WHAT IS NEEDED> Copy the part of the entries that opens with the line containing "task: outline the sink basin" and closes at the end of the entries, replacing "example of the format" with "sample of the format" and leaving everything else as it is.

TASK DATA>
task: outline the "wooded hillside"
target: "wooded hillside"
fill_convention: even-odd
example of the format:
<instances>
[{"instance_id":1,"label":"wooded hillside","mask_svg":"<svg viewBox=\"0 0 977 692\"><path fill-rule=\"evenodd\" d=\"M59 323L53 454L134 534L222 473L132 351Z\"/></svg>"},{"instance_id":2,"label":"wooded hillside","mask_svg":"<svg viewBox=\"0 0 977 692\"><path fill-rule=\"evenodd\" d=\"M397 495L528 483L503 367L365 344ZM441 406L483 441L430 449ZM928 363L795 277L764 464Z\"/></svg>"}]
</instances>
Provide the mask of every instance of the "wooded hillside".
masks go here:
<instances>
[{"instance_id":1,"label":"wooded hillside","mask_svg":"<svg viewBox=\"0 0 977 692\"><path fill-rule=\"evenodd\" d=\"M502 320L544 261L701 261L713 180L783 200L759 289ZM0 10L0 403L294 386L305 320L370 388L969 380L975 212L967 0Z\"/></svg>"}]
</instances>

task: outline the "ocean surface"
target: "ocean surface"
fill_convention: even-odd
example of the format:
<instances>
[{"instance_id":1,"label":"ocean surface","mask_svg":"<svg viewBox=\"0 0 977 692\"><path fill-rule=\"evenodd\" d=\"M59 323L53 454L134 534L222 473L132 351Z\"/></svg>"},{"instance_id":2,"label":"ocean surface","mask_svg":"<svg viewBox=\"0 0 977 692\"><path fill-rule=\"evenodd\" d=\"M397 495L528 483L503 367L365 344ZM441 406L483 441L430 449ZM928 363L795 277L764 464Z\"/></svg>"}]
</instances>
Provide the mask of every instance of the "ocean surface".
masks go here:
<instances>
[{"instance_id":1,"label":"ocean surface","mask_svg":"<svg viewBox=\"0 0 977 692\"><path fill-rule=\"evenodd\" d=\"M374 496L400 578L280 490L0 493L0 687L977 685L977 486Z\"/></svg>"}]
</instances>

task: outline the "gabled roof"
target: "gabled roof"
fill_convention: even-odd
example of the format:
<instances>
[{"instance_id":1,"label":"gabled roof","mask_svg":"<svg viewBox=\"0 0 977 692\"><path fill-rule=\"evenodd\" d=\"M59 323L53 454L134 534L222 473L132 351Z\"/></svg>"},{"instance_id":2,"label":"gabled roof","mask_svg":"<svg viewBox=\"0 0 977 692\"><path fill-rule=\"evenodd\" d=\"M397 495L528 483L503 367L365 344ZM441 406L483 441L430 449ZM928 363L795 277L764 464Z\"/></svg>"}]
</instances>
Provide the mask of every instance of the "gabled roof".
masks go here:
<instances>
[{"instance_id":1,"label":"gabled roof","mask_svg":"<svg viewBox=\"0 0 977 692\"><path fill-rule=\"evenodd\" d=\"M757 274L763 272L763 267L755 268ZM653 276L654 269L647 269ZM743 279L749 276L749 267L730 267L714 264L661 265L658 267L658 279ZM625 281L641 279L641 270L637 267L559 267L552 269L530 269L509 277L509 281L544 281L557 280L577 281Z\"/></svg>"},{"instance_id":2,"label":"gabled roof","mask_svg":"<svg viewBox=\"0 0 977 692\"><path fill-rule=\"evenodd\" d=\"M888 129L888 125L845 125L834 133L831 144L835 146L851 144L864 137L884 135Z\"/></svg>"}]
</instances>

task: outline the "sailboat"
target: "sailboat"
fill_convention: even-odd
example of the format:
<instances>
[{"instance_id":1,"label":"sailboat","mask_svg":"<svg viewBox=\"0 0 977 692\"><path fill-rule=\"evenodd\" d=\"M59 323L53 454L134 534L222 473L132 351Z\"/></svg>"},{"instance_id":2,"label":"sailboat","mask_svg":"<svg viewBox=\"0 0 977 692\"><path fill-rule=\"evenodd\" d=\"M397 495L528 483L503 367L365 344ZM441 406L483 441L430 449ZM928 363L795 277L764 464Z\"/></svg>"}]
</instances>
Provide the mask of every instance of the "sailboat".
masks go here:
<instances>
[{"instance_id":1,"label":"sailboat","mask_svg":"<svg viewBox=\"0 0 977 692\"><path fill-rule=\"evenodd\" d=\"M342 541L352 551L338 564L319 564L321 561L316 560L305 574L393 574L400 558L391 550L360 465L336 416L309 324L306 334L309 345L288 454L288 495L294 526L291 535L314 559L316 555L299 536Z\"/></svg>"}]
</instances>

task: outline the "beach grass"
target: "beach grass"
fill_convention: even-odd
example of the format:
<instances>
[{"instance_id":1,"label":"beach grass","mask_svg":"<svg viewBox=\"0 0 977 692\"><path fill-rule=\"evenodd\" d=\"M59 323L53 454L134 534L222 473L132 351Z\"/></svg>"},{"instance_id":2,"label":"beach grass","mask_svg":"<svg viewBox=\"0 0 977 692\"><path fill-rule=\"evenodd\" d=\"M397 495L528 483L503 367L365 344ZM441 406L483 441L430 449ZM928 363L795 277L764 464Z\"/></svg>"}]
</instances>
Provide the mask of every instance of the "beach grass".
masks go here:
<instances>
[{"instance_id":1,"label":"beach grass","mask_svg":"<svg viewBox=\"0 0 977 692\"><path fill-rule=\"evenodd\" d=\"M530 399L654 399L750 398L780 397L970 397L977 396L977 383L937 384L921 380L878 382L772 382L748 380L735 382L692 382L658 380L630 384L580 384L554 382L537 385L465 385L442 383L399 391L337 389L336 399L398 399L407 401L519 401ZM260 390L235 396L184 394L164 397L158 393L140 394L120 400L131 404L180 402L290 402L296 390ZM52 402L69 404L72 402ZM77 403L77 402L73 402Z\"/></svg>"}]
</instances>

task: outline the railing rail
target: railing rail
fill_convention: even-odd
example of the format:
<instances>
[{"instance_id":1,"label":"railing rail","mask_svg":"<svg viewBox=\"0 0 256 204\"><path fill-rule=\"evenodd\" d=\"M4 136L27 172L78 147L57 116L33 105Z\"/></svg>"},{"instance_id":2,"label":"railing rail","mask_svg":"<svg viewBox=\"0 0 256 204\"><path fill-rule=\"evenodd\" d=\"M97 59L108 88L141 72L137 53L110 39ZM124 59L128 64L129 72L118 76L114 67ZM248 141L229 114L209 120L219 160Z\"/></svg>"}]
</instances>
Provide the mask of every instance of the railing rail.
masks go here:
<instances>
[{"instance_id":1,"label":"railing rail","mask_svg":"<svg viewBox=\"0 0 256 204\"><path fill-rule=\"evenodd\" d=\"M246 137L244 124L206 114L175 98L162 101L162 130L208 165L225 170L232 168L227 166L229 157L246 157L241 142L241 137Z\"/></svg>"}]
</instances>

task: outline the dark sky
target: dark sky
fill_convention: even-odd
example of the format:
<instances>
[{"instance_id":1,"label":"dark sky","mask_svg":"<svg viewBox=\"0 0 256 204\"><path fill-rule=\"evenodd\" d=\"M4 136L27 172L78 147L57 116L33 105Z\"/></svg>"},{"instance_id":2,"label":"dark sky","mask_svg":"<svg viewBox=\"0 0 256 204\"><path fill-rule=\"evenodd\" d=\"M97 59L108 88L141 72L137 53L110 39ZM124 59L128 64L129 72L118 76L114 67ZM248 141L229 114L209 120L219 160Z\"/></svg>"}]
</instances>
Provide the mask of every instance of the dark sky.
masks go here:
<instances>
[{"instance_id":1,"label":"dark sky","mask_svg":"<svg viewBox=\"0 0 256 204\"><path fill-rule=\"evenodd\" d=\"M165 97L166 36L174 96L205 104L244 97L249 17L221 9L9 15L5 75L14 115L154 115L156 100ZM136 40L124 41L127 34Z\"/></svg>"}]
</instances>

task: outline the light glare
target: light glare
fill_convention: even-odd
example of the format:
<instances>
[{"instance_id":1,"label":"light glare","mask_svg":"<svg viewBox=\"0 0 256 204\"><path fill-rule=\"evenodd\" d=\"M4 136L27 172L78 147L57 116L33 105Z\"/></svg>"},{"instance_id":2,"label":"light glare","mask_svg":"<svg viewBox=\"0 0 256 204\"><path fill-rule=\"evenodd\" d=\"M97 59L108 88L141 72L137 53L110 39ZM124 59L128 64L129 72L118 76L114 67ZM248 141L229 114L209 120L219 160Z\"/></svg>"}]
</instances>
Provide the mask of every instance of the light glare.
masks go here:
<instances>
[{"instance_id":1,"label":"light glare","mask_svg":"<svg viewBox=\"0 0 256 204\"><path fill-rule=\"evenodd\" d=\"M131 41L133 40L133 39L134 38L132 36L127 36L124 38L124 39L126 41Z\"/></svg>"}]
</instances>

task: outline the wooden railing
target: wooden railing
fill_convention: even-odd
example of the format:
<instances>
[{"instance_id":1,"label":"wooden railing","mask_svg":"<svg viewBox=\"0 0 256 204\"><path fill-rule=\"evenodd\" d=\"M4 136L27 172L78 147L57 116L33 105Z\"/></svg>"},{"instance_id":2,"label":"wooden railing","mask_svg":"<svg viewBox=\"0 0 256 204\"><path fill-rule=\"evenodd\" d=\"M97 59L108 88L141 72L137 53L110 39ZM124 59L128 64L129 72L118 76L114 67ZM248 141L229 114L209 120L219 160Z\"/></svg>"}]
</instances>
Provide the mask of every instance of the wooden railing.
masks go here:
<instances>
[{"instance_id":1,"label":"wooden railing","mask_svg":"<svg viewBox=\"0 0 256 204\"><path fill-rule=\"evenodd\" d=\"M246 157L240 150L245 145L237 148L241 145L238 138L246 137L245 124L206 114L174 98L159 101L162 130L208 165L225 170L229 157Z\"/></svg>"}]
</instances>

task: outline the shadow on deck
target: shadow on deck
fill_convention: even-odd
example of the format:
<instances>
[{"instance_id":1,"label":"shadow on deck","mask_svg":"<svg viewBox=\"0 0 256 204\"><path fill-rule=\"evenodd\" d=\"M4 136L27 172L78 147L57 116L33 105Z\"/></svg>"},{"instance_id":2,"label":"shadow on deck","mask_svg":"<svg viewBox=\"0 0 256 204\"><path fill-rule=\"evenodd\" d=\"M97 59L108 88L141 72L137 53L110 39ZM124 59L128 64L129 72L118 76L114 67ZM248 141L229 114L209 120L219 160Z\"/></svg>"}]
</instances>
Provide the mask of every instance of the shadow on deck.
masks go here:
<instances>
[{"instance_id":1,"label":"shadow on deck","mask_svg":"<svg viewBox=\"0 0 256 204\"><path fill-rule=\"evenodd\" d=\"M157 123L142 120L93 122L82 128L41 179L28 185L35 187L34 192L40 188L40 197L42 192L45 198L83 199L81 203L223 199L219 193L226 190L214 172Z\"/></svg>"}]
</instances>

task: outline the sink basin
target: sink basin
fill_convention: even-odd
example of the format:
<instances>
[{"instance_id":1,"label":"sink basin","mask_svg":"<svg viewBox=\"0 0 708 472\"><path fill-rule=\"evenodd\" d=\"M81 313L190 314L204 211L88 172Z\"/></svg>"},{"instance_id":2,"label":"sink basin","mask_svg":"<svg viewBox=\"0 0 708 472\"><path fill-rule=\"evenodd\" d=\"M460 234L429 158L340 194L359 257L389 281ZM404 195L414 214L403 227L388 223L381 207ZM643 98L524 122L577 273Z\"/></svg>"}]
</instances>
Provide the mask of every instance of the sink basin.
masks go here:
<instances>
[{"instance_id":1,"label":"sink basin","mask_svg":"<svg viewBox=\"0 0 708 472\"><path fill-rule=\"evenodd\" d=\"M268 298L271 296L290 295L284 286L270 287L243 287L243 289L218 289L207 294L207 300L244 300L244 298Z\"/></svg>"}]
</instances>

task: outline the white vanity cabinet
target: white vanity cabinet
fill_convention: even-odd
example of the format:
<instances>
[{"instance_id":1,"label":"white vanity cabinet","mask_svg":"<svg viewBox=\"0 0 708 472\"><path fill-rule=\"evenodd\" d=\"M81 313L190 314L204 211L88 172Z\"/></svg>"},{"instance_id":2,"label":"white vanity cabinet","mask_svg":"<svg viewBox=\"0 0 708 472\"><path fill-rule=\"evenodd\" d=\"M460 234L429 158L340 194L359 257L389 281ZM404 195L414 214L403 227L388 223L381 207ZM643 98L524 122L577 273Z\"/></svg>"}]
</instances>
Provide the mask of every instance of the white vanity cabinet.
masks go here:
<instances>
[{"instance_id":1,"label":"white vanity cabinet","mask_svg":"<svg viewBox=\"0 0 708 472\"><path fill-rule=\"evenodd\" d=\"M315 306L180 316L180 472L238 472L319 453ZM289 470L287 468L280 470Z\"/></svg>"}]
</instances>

RESPONSE TO THIS EXERCISE>
task: outline the sink basin
target: sink basin
fill_convention: even-odd
sample of the format:
<instances>
[{"instance_id":1,"label":"sink basin","mask_svg":"<svg viewBox=\"0 0 708 472\"><path fill-rule=\"evenodd\" d=\"M81 313L190 314L204 211L88 172Z\"/></svg>"},{"instance_id":2,"label":"sink basin","mask_svg":"<svg viewBox=\"0 0 708 472\"><path fill-rule=\"evenodd\" d=\"M460 234L429 158L340 194L359 257L389 281ZM404 195L414 214L403 227L388 223L381 207ZM643 98L524 122L577 273Z\"/></svg>"}]
</instances>
Provide the mask of every instance of the sink basin.
masks go here:
<instances>
[{"instance_id":1,"label":"sink basin","mask_svg":"<svg viewBox=\"0 0 708 472\"><path fill-rule=\"evenodd\" d=\"M268 298L271 296L290 295L284 286L270 287L243 287L243 289L218 289L207 294L207 300L244 300L244 298Z\"/></svg>"}]
</instances>

task: outline the white vanity cabinet
target: white vanity cabinet
fill_convention: even-odd
sample of the format:
<instances>
[{"instance_id":1,"label":"white vanity cabinet","mask_svg":"<svg viewBox=\"0 0 708 472\"><path fill-rule=\"evenodd\" d=\"M81 313L190 314L204 211L88 172Z\"/></svg>"},{"instance_id":2,"label":"white vanity cabinet","mask_svg":"<svg viewBox=\"0 0 708 472\"><path fill-rule=\"evenodd\" d=\"M460 234L429 158L340 194L359 257L389 281ZM404 195L414 214L403 227L388 223L381 207ZM643 98L524 122L577 273Z\"/></svg>"}]
</instances>
Provide the mask of every instance of the white vanity cabinet.
masks go here:
<instances>
[{"instance_id":1,"label":"white vanity cabinet","mask_svg":"<svg viewBox=\"0 0 708 472\"><path fill-rule=\"evenodd\" d=\"M315 306L180 316L180 472L238 472L319 453ZM289 470L287 468L280 470Z\"/></svg>"}]
</instances>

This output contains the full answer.